**ТРЕБОВАНИЯ К ЗАДАНИЯМ:**
(1) Переведите на английский язык это предложение из текста о Камю и «Бесах»: «Нетрудно заметить, как далек от истины Камю, когда он находит у Достоевского некий „метафизический поворот“, понимая под этим переход, который автор „Бесов“ совершил якобы от точки зрения Кириллова к точке зрения, выраженной в декабрьском „Дневнике писателя“ 1876 года, а затем вложенной в уста Алеши Карамазова».
(2) Допишите продолжение текста о Камю и «Бесах», начиная сразу после его последнего предложения.

**ИСХОДНЫЙ ТЕКСТ:**
◆ ◆ ◆ ◆ ◆ ◆ ◆

Самоубийство само по себе выступает в «Бесах» как вполне логичное и в то же время объяснимое психологически следствие глубоко ложного постулата (результат первого шага «абсурдной логики»): «я бог», хотя бы в том смысле, что для «меня» нет никаких нравственных абсолютов и ничто не может ограничить «моего» своеволия. Этот основной постулат «метафизического нигилизма», ибо речь идет о «бунте» против бытия как высшего блага с точки зрения внебытийной, с логической неизбежностью раскрывается как убийство или самоубийство, поскольку это и есть «практическая реализация» небытия: небытие как действие, как «акт». Поэтому каким бы образом ни осознавал, скажем, Кириллов свое предстоящее самоуничтожение, в реальности кирилловского самоубийства, предвосхищенной вторым шагом кирилловской самоубийственной логики, выразилась именно эта суть нигилизма.
Нетрудно заметить, как далек от истины Камю, когда он находит у Достоевского некий «метафизический поворот», понимая под этим переход, который автор «Бесов» совершил якобы от точки зрения Кириллова к точке зрения, выраженной в декабрьском «Дневнике писателя» 1876 года, а затем вложенной в уста Алеши Карамазова.
Достоевский писал: «Без высшей идеи не может существовать ни человек, ни нация» [44]. Эту мысль, которая лежала в основе понимания Достоевским «кирилловского феномена», понимания, которое было развито в «Бесах» со всеми своими выводами, Камю неожиданно открывает для себя в декабрьском «Дневнике писателя» за 1876 год, то есть гораздо позже публикации романа (1871–1872). И не просто открывает, но и противопоставляет концепции Достоевского.
Это свидетельствует о том, насколько тенденциозен был французский писатель, когда размышлял над «Бесами», и как далеко завела его тенденциозность, побудившая принять свою собственную проекцию «философии абсурда» на кирилловские рассуждения за истинный смысл «феномена Кириллова», как он виделся Достоевскому.

◆ ◆ ◆ ◆ ◆ ◆ ◆

**ФРАГМЕНТ НАБОРА ДАННЫХ:**
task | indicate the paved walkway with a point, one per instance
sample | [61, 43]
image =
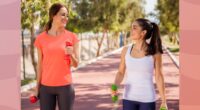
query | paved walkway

◆ ◆ ◆ ◆ ◆ ◆ ◆

**ПИСЬМЕННЫЕ ОТВЕТЫ:**
(1) It is easy to see how far from the truth Camus is when he finds in Dostoevsky a kind of "metaphysical turn," meaning by this a transition that the author of Demons supposedly made from Kirillov's point of view to the point of view expressed in the December 1876 issue of A Writer's Diary and later put into the mouth of Alyosha Karamazov.

(2)
Камю дает понять своему читателю, что Достоевский стоял на точке зрения «нерасколотого Кириллова» (назовем так ту словесную «педагогику», которую французский писатель извлекает из рассуждений Кириллова, явно отмеченных печатью «разорванного сознания») вплоть до того, как в октябре 1876 года написал свой «Приговор» [45], выразив «формулу логического самоубийцы» (так он назовет впоследствии этот текст) [46]. Когда же это «оправдание логического самоубийства» вызвало «протесты критиков» [47], Достоевский и совершил-де «метафизический поворот», пересмотрев исходные посылки своей прежней философии, нашедшей якобы выражение в «абсурдной фигуре» Кириллова. Результатом этого «поворота» и явились, по утверждению Камю, «Братья Карамазовы». Роман, в котором с помощью Алеши Карамазова «были побеждены Кириллов, Ставрогин, Иван» [48]. Произошло это к великому сожалению Камю, увидевшего здесь отступление Достоевского с позиций «абсурдного» романиста на позиции романиста «экзистенциалистского» толка [49]. Таким образом, хотя «пистолет Кириллова» и выстрелил где-то в далекой России, мир все еще «продолжал крутиться вокруг своих слепых надежд» [50]. Оказалось, что не только «люди» не поняли смысла этого выстрела, но и сам Достоевский, отказавшийся от своего прежнего — «абсурдного» — воззрения в пользу того, на котором успокоились впоследствии согласно Камю такие экзистенциалисты, как Киркегор, Ясперс и даже Шестов.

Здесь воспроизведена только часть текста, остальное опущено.